---------- Passage provided
Honey bees are a critical part of our ecosystem | What do they do?
Plants depend on pollen to reproduce. Bees are fantastic pollinators, and help many of the world’s flowers and plants survive. Honey bees produce honey that we harvest for our own enjoyment as well. Unfortunately, pollution has destroyed a majority of the earth’s bee population.
Honey bees are social creatures, and live in hives with twenty thousand to sixty thousand of other bees in them. These members in the hive are divided into three different classes or types. As you may already know, each hive has a queen bee. There are also worker bees, and drones, which are larger males with no stinger.
--------------------
---------- Provided information
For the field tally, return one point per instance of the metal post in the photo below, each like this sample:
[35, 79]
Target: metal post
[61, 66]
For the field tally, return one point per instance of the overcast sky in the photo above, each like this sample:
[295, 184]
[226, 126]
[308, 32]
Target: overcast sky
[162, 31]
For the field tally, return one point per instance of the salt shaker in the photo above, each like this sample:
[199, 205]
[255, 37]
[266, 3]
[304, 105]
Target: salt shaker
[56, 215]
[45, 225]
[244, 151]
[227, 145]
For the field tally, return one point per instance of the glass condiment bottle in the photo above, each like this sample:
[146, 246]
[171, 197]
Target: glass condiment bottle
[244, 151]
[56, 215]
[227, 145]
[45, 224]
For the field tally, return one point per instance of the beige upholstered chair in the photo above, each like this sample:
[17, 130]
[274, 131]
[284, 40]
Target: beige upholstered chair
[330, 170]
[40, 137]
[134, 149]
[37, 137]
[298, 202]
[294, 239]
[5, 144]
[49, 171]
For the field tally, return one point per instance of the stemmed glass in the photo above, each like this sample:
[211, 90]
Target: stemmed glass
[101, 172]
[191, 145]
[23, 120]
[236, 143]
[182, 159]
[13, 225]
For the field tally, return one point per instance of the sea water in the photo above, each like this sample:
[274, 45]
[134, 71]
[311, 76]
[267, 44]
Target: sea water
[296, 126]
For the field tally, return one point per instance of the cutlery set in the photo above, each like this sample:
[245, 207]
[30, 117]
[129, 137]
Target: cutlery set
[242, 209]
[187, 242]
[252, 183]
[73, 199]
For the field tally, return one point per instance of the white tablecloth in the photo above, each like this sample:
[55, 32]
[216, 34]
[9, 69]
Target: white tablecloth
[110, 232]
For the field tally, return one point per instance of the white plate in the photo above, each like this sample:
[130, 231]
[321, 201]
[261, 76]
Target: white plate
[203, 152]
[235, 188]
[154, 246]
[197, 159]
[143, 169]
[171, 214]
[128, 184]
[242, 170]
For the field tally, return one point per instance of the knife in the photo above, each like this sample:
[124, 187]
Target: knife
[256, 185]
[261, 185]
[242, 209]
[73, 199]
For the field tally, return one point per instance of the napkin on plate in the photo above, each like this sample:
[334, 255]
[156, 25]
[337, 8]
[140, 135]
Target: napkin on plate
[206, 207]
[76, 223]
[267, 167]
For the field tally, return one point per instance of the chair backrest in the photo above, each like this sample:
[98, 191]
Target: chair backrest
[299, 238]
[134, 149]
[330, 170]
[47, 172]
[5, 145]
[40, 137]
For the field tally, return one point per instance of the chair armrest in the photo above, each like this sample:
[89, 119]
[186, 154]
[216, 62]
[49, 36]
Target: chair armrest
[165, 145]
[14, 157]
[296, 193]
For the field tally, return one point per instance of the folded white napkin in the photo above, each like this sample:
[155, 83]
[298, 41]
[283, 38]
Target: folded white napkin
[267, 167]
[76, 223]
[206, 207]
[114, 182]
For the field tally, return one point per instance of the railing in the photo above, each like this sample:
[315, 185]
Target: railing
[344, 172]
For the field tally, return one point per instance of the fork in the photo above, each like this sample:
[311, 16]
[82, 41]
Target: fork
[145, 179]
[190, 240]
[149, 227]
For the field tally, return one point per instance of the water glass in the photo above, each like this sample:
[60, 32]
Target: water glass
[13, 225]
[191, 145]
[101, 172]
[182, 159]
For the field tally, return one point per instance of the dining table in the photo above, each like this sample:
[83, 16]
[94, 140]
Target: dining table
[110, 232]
--------------------
---------- Provided information
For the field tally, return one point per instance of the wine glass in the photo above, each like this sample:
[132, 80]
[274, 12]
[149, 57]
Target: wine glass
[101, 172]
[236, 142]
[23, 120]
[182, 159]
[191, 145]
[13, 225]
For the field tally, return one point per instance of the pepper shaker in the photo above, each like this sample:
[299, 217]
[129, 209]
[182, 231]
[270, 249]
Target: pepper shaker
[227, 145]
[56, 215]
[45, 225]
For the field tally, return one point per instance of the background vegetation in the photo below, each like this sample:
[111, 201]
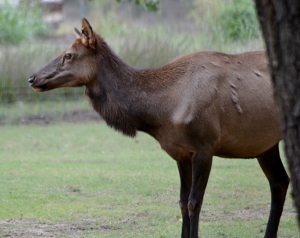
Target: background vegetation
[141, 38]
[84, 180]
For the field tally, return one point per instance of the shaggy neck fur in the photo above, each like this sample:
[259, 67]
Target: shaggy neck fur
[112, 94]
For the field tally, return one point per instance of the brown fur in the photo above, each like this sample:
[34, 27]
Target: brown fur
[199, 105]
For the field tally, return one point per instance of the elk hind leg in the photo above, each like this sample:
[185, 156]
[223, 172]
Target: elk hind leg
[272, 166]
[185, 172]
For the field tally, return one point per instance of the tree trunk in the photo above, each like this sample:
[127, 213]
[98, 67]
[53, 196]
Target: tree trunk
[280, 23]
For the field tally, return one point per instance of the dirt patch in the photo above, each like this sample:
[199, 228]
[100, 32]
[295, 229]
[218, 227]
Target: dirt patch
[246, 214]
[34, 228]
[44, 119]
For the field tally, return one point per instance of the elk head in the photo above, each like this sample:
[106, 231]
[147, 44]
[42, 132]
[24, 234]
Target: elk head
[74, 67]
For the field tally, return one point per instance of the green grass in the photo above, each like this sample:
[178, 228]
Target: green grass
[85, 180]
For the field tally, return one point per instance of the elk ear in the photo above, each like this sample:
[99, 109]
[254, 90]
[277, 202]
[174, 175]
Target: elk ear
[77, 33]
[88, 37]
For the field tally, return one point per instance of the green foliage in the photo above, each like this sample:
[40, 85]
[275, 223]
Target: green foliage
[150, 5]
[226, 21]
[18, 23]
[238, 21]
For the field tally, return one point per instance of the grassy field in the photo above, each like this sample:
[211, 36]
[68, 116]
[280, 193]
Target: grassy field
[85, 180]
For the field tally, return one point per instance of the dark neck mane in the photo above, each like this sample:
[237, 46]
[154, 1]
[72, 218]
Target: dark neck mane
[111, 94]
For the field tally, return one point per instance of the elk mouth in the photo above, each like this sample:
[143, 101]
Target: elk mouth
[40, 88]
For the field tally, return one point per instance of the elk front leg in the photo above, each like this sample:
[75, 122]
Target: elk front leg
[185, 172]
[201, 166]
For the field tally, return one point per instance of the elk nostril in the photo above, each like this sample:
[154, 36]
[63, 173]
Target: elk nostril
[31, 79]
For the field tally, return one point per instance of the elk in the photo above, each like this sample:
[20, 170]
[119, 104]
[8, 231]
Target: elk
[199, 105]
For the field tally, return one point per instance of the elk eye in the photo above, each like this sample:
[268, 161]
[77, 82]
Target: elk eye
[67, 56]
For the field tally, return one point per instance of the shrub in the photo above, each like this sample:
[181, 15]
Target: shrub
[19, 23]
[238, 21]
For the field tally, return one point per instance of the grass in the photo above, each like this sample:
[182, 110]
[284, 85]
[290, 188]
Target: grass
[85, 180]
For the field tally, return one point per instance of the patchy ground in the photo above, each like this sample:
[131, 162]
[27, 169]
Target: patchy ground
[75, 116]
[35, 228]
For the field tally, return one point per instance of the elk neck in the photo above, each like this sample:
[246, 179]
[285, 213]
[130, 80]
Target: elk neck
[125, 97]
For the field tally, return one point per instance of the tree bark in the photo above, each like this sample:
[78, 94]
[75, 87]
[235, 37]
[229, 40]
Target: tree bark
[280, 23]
--------------------
---------- Provided information
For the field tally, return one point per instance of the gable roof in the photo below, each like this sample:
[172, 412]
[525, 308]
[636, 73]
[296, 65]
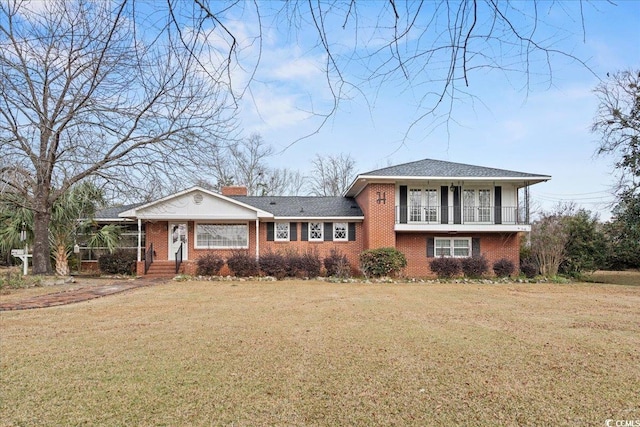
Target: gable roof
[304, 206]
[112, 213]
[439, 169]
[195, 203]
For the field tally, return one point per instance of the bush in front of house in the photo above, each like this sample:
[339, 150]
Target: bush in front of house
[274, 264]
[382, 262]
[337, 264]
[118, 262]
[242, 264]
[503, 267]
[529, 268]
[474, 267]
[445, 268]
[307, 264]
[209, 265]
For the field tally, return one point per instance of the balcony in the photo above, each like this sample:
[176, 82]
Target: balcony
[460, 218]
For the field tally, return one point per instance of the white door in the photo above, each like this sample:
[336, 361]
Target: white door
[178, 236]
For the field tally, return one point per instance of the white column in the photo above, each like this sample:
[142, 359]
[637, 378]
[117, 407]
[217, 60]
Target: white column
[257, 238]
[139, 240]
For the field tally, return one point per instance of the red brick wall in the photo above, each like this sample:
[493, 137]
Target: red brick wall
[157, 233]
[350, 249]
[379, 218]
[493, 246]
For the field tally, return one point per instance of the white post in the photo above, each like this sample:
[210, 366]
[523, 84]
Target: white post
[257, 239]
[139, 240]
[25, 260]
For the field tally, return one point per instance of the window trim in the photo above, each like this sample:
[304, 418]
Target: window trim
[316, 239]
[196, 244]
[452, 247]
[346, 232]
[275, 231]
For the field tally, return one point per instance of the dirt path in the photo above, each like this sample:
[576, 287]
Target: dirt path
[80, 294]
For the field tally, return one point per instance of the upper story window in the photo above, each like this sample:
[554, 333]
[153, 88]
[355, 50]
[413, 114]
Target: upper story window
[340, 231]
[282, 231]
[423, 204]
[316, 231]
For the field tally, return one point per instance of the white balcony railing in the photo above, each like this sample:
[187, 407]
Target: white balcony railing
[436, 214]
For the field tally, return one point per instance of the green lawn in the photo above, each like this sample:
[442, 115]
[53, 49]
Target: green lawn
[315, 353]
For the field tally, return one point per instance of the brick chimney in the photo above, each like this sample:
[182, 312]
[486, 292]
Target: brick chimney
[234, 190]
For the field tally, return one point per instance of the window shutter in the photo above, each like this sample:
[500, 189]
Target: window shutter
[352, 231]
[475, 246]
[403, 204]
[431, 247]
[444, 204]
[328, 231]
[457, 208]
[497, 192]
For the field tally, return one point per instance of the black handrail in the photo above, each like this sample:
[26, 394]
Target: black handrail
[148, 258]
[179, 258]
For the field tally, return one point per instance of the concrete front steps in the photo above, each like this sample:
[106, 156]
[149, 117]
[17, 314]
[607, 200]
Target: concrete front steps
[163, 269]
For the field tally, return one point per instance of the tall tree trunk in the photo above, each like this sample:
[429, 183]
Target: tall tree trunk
--------------------
● **Exercise requirements**:
Retype the honey bee passage above word for word, from "Honey bees are a" to "with no stinger.".

● **Exercise response**:
Honey bees are a critical part of our ecosystem | What do they do?
Plants depend on pollen to reproduce. Bees are fantastic pollinators, and help many of the world’s flowers and plants survive. Honey bees produce honey that we harvest for our own enjoyment as well. Unfortunately, pollution has destroyed a majority of the earth’s bee population.
Honey bees are social creatures, and live in hives with twenty thousand to sixty thousand of other bees in them. These members in the hive are divided into three different classes or types. As you may already know, each hive has a queen bee. There are also worker bees, and drones, which are larger males with no stinger.